> **Extracto del documento**:

┌──

En estos días nos enfrentamos a controversias sobre la aplicación de leyes migratorias en Estados Unidos. Entre críticas que apelan a la discriminación y generación de miedo entre comunidades de inmigrantes o defensores que las consideran necesarias para la seguridad pública, están las consecuencias potenciales para la salud de estas comunidades.
Se habla hoy de la capacidad de los agentes de la ley para preguntar sobre el estado migratorio de una persona y la obligatoriedad de responder y cooperar con las autoridades federales de inmigración, la retención o custodia de personas con sospecha de estadía ilegal, las penalizaciones a entidades públicas y privadas que respalden la tolerancia a la inmigración ilegal, indagaciones sobre el estado migratorio incluso durante interacciones rutinarias o por simple sospecha de estatus de ilegalidad migratoria, hasta el tema de que, dadas ciertas circunstancias, se podrían producir deportaciones masivas.
Este escenario, considerado por algunos como “lejano” o “improbable”, podría tener un impacto sustantivo en miles, incluso millones de personas. Primero, podríamos estar frente a una presión incrementada sobre los servicios públicos de salud, ya que las deportaciones masivas conducirían a un influjo de individuos que requerirían servicios sanitarios, incluyendo cuidados de atención primaria, emergencias o hasta servicios de alta complejidad. El incremento repentino de la demanda provocaría tensión en los sistemas que de por sí ya están al tope de capacidad.
De igual manera, los desafíos para poder acceder a cuidados de salud por las propias limitaciones del país de origen (como infraestructura limitada, barreras de lenguaje, falta de seguridad social o estigmatización) podrían resultar en retraso en la atención, conduciendo a peores desenlaces de enfermedades o riesgos potenciales de salud pública incrementados.
Para individuos con enfermedades crónicas o necesidades continuas de atención médica, la deportación podría romper esta continuidad al perder el acceso a medicamentos, tratamientos o seguimiento de sus condiciones con un impacto negativo sustantivo. No olvidemos la importancia de la salud mental, ya que esta experiencia de deportación es traumática, conduciendo a trastornos de ansiedad o depresión, por lo que habría la necesidad de destinar recursos para atender estas condiciones en individuos y familias.
El golpe económico es evidente también, ya que se deben redistribuir recursos (o conseguir adicionales) para proveer cuidados a los deportados, quienes es muy probable que carezcan de coberturas sanitarias o medios financieros para hacer frente a sus necesidades de atención en salud. Por último y no menos importante, los movimientos masivos de personas tienen consecuencias en salud pública si no hay mecanismos de tamizaje o detección oportuna de enfermedades, en especial las transmisibles o infecciosas o medios de prevención disponibles como la vacunación. El riesgo aumentado de brotes puede conducir a una presión incrementada en los sistemas de vigilancia epidemiológica.

└──

> **Material presentado**:

┌──

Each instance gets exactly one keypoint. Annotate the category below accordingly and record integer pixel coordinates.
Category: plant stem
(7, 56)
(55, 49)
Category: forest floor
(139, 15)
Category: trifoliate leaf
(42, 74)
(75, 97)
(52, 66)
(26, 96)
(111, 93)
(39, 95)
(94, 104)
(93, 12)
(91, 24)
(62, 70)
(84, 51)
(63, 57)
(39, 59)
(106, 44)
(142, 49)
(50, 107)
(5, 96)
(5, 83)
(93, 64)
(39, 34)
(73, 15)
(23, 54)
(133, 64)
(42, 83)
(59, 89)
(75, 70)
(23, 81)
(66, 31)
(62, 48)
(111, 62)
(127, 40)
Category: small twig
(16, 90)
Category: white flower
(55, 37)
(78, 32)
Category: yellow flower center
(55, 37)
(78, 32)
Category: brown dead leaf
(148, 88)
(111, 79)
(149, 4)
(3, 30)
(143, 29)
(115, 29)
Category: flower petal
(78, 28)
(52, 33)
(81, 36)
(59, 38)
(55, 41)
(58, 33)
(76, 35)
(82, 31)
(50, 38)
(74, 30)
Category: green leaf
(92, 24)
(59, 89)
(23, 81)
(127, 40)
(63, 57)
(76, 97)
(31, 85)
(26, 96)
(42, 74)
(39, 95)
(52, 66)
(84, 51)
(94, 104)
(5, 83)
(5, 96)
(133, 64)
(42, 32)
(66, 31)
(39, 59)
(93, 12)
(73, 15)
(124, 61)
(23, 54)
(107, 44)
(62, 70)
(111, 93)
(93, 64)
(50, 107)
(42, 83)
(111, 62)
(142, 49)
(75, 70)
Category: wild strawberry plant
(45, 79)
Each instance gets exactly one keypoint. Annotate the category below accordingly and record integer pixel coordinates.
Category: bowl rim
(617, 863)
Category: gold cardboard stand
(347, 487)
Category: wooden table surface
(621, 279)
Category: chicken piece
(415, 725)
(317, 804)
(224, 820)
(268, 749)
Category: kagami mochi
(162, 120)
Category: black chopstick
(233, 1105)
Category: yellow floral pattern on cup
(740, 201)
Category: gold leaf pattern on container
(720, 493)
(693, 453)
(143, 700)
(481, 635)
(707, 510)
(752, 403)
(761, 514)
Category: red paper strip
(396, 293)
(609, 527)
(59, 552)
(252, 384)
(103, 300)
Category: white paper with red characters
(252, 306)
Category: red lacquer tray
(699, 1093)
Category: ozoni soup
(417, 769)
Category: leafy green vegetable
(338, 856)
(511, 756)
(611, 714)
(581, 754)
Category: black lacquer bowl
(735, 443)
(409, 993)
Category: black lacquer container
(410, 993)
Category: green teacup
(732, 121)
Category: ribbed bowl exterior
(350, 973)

└──

> **Actividades**:
1 > Reproduce el fragmento del texto sobre migración y salud que va desde "Para individuos con" hasta "individuos y familias.".
2 > Enumera las limitaciones del país de origen que, según el texto sobre migración y salud, dificultan el acceso a cuidados de salud.

> **Respuestas en orden**:
1 >
Para individuos con enfermedades crónicas o necesidades continuas de atención médica, la deportación podría romper esta continuidad al perder el acceso a medicamentos, tratamientos o seguimiento de sus condiciones con un impacto negativo sustantivo. No olvidemos la importancia de la salud mental, ya que esta experiencia de deportación es traumática, conduciendo a trastornos de ansiedad o depresión, por lo que habría la necesidad de destinar recursos para atender estas condiciones en individuos y familias.

2 >
- Infraestructura limitada
- Barreras de lenguaje
- Falta de seguridad social
- Estigmatización